[Start of Attachment]

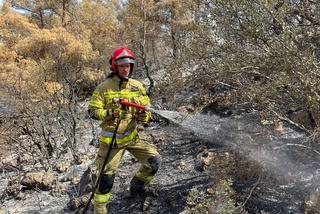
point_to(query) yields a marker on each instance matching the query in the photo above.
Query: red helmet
(120, 56)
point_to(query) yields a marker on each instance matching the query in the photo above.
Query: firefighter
(101, 107)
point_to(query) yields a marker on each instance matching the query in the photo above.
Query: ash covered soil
(210, 165)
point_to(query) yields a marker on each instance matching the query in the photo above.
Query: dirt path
(176, 177)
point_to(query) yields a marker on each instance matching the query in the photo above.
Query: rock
(42, 180)
(185, 109)
(303, 117)
(13, 188)
(157, 139)
(182, 165)
(60, 189)
(203, 160)
(63, 166)
(10, 163)
(146, 203)
(210, 191)
(25, 158)
(278, 126)
(312, 203)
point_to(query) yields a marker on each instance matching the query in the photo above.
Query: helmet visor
(124, 61)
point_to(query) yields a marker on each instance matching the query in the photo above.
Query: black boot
(137, 187)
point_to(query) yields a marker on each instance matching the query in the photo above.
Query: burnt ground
(230, 168)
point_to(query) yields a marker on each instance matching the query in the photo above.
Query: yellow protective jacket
(101, 104)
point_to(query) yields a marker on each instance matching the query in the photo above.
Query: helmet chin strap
(122, 78)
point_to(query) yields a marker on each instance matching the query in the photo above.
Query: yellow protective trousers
(146, 154)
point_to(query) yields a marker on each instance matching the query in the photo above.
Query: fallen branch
(251, 191)
(302, 128)
(299, 145)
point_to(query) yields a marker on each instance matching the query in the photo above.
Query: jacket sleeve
(144, 98)
(96, 106)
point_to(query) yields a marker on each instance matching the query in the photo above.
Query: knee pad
(106, 183)
(154, 163)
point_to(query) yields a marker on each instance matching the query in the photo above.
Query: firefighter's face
(124, 70)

[End of Attachment]

With the pictures left out, transcribe the material exactly.

◆ Exercise answer
point_to(query) yields a marker on each instance matching the query in the photo above.
Query: red helmet
(120, 56)
point_to(query) yields a marker on each instance matching the query in the photo above.
Query: firefighter
(101, 107)
point_to(query) yields a marker on each instance matching the query in the photo above.
Query: ash covered soil
(210, 165)
point_to(query) yields a marker on each instance matching the query in the photo above.
Query: dirt path
(176, 177)
point_to(query) yields a marker on each instance matching the query in the photo above.
Query: rock
(42, 180)
(185, 109)
(303, 117)
(13, 188)
(157, 139)
(182, 165)
(60, 189)
(203, 160)
(63, 166)
(10, 163)
(146, 203)
(210, 191)
(25, 158)
(278, 126)
(312, 203)
point_to(query) yields a marker on each instance matching the query in the photo above.
Query: helmet visor
(124, 61)
point_to(query) yields a marker on each instance matching the query in the photo above.
Query: black boot
(137, 187)
point_to(query) yields a marker on each instance matching the query in the photo above.
Query: burnt ground
(230, 168)
point_to(query) yields a marker on each instance matching the query in the photo above.
Query: yellow protective jacket
(101, 104)
point_to(query) yields a marker on each instance matching the query in the photo above.
Query: helmet chin strap
(122, 78)
point_to(query) yields a marker on each instance matching the query in the photo above.
Query: yellow protective trousers
(146, 154)
point_to(query) yields a marker on each instance matching the query in the photo above.
Query: fallen branch
(251, 191)
(302, 128)
(299, 145)
point_to(query) yields a marker on each instance matching the query in the photo above.
Query: jacket sleeve
(144, 98)
(96, 106)
point_to(query) yields a marker on each instance matching the query in the photo above.
Query: knee pad
(106, 183)
(154, 163)
point_to(query) yields a marker on each instance matching the query in the photo above.
Query: firefighter's face
(124, 70)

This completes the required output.